## Page

Growing things is how I remember who I am.
It is the quiet, steadfast practice that has held my hand through every season of my life, from childhood curiosity to the work I do now in my garden and on the page. When I grow something, even just one small plant, the world narrows to a scale I can hold and, at the same time, somehow expands; I feel both anchored and open, both soothed and alive.
The childlike wonder of beginnings
Every time I tuck a seed into soil or take a cutting from a plant I love, I feel that small, familiar flutter of wonder. Will it take? Will it sulk? What will it become in this particular patch of earth, with this particular light, wind and weather? I still find myself checking far too early for signs of life, scanning the surface for the faintest lift of soil, the first sliver of green that says, I am here.
That moment never gets old. A seed pushing through, a bud swelling, a tendril finding something to hold – these are such modest events, but they land in me like miracles. They remind me of being a child pottering in gardens where no one needed me to impress them, where the whole point was to notice, to touch, to be in conversation with whatever was growing. Growing things returns me to that state, again and again – curious, attuned, unguarded.
Contentment in tending
People sometimes imagine that the satisfaction of gardening lies in the finished picture – the overflowing beds, the baskets of produce, the vases of flowers on the table. For me, the deepest contentment lives in the tending itself. Watering a single pot at the back door. Brushing past lemon verbena and carrying its scent with me into the house. Tying in a wandering stem so it can find the light more easily.
There is a profound relief in doing one small, useful thing for something living – especially on the days when life feels unruly, loud or beyond my control. I don’t need to fix the world; I can deadhead a rose, top up a wicking bed, check the moisture under the mulch with my fingers. Each of these gestures is tiny, almost invisible from a distance, but together they knit a rhythm that steadies me. The garden gives back in beauty and harvest, yes, but it also gives back in pace – in a tempo my nervous system can actually live inside.
Curiosity, exploration and discovery
Growing things has always been my favourite way to ask questions. What happens if I plant garlic between the flowers? If I leave the seedheads standing through winter? If I turn off the irrigation and see who copes? Gardens, by nature, are experiments written in soil and time. I rarely follow the textbook to the letter, yet still, the garden grows – and that gives me courage to keep trying, adjusting, learning on the job.

## Dataset extract
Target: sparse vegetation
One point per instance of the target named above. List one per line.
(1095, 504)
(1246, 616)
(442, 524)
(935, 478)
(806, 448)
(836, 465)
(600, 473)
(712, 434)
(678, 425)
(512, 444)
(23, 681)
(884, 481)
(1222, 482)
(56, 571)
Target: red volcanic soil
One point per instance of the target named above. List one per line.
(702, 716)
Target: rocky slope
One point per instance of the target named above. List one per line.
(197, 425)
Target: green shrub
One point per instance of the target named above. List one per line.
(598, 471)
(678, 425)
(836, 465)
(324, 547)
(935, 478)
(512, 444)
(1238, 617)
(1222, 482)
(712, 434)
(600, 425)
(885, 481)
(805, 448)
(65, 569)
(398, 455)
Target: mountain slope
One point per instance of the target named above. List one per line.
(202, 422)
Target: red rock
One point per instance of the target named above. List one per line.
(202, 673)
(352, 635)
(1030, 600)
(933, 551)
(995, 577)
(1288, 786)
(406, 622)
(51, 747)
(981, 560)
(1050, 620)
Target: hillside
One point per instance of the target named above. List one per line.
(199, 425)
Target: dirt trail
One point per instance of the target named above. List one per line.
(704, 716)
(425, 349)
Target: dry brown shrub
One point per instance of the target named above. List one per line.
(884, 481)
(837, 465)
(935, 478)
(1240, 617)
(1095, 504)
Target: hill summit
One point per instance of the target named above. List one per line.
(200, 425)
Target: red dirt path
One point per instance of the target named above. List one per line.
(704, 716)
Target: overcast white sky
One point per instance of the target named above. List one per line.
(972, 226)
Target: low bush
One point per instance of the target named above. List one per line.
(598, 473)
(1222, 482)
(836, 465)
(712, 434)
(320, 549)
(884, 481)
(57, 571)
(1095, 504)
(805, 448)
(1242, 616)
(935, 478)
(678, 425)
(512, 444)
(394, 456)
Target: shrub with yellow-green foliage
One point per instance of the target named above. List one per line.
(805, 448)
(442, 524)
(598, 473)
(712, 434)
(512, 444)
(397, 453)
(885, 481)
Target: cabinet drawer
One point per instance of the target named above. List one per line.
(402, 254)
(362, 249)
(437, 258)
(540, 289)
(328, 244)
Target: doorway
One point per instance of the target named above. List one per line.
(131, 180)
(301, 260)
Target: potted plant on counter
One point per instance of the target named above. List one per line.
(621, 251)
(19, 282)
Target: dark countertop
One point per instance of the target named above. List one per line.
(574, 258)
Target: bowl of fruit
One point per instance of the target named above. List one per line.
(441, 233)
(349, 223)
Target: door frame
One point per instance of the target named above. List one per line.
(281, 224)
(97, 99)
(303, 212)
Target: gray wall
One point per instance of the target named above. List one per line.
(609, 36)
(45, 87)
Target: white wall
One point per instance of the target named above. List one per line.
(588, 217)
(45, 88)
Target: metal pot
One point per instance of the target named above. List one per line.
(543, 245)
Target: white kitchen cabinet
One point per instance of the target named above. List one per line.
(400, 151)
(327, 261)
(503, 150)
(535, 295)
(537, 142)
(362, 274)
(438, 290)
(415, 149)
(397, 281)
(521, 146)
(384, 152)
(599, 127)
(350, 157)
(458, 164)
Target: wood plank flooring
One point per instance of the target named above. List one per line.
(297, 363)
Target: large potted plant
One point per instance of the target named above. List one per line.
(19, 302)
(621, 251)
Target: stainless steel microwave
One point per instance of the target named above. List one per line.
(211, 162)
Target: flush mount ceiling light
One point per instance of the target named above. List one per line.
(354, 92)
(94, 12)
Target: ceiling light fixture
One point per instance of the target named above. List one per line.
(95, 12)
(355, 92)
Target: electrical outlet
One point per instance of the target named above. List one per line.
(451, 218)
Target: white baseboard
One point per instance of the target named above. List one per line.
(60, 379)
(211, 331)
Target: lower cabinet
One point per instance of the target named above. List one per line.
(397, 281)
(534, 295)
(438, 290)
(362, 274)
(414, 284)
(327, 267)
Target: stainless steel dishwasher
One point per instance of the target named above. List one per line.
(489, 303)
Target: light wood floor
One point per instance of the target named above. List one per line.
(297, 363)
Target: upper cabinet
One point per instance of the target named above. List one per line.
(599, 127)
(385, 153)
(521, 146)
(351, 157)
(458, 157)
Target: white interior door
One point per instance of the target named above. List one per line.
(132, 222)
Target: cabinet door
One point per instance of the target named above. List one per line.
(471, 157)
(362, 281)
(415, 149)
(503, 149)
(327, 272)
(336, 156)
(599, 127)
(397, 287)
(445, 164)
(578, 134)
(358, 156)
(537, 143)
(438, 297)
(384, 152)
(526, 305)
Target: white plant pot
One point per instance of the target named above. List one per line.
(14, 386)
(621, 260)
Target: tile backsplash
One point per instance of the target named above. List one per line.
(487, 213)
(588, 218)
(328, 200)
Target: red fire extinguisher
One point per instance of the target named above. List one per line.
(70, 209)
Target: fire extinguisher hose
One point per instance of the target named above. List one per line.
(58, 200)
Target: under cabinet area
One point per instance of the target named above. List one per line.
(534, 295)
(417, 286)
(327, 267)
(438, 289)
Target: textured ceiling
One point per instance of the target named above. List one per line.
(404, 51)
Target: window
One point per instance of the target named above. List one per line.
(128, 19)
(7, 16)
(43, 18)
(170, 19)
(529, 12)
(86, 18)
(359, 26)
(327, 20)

## Required work
1/ Extract the passage of the gardening essay from "Growing things is" up to and including "soothed and alive.", copied word for word.
2/ Pull out every line of the entries that contains the string "wood", treating uppercase and lowercase as different.
The gardening essay and the entries are unrelated to each other.

## Answer set
1/
Growing things is how I remember who I am.
It is the quiet, steadfast practice that has held my hand through every season of my life, from childhood curiosity to the work I do now in my garden and on the page. When I grow something, even just one small plant, the world narrows to a scale I can hold and, at the same time, somehow expands; I feel both anchored and open, both soothed and alive.

2/
Target: wood plank flooring
Target: light wood floor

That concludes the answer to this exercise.